Assuming this was the Moscow embassy, very difficult to get a visitor visa from them these days. Maybe consider reducing the trip to 3 months, and coming up with more evidence about the situation in Ukraine - any sort of financial or other ties that would serve as good reasons for the applicant to return after the visit. Clearly it's the applicant's home situation that is of concern - there just isn't enough evidence to substantiate sufficient reasons or motivations for the applicant to return after a temporary visit.

Best,

Mark Northam


----------



## ampk (Sep 21, 2013)

Do they ever accept the monetary bond offer?

Other than she has a share of apartment in Ukraine with her parents, like most others there is No other way to satisfy this- other than leaving kid/kids behind.

Is it possible to strongly request this bond?

P.S. have noted what is on the bottom of your posts - cheers.


----------



## MarkNortham (Dec 19, 2012)

### Given exercise 1
Format the listing from the line containing "form (120, 98)." through the end of the listing, both ends included, as a JSON list of strings with one string per line and blank lines left out.

### Input records
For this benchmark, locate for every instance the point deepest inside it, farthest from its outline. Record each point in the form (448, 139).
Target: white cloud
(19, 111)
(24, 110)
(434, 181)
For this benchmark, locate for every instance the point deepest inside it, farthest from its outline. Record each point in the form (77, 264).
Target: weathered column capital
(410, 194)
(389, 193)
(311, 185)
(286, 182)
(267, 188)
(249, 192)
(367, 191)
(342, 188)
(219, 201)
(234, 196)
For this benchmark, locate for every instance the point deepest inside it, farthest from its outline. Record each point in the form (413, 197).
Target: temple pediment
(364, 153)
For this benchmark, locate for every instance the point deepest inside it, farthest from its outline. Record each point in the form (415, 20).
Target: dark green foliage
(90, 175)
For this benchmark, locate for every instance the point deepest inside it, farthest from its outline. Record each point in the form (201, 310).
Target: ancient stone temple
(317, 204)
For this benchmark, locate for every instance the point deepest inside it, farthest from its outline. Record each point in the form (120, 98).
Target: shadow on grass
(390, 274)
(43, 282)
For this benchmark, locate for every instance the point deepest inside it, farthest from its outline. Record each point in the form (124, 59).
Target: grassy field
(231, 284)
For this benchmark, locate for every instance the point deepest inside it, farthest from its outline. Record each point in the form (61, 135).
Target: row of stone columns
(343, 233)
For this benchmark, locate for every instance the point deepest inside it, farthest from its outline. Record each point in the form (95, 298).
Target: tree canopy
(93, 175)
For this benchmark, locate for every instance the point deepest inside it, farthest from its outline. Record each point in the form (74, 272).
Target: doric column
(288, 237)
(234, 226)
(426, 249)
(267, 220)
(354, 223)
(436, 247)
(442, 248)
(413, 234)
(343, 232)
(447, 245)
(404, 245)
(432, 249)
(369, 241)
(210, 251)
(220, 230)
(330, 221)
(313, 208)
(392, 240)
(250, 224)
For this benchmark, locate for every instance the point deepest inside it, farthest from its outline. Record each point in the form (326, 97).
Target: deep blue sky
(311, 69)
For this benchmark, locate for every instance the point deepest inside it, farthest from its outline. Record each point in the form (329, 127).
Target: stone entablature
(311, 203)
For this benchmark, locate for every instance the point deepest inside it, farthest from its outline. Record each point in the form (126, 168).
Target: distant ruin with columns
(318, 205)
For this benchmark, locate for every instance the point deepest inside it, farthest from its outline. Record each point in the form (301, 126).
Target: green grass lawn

### Given exercise 2
Translate this sentence from the visa thread into Spanish: "Do they ever accept the monetary bond offer?"

### Correct answer 1
[
  "For this benchmark, locate for every instance the point deepest inside it, farthest from its outline. Record each point in the form (120, 98).",
  "Target: shadow on grass",
  "(390, 274)",
  "(43, 282)",
  "For this benchmark, locate for every instance the point deepest inside it, farthest from its outline. Record each point in the form (124, 59).",
  "Target: grassy field",
  "(231, 284)",
  "For this benchmark, locate for every instance the point deepest inside it, farthest from its outline. Record each point in the form (61, 135).",
  "Target: row of stone columns",
  "(343, 233)",
  "For this benchmark, locate for every instance the point deepest inside it, farthest from its outline. Record each point in the form (95, 298).",
  "Target: tree canopy",
  "(93, 175)",
  "For this benchmark, locate for every instance the point deepest inside it, farthest from its outline. Record each point in the form (74, 272).",
  "Target: doric column",
  "(288, 237)",
  "(234, 226)",
  "(426, 249)",
  "(267, 220)",
  "(354, 223)",
  "(436, 247)",
  "(442, 248)",
  "(413, 234)",
  "(343, 232)",
  "(447, 245)",
  "(404, 245)",
  "(432, 249)",
  "(369, 241)",
  "(210, 251)",
  "(220, 230)",
  "(330, 221)",
  "(313, 208)",
  "(392, 240)",
  "(250, 224)",
  "For this benchmark, locate for every instance the point deepest inside it, farthest from its outline. Record each point in the form (326, 97).",
  "Target: deep blue sky",
  "(311, 69)",
  "For this benchmark, locate for every instance the point deepest inside it, farthest from its outline. Record each point in the form (329, 127).",
  "Target: stone entablature",
  "(311, 203)",
  "For this benchmark, locate for every instance the point deepest inside it, farthest from its outline. Record each point in the form (126, 168).",
  "Target: distant ruin with columns",
  "(318, 205)",
  "For this benchmark, locate for every instance the point deepest inside it, farthest from its outline. Record each point in the form (301, 126).",
  "Target: green grass lawn"
]

### Correct answer 2
¿Alguna vez aceptan la oferta de fianza monetaria?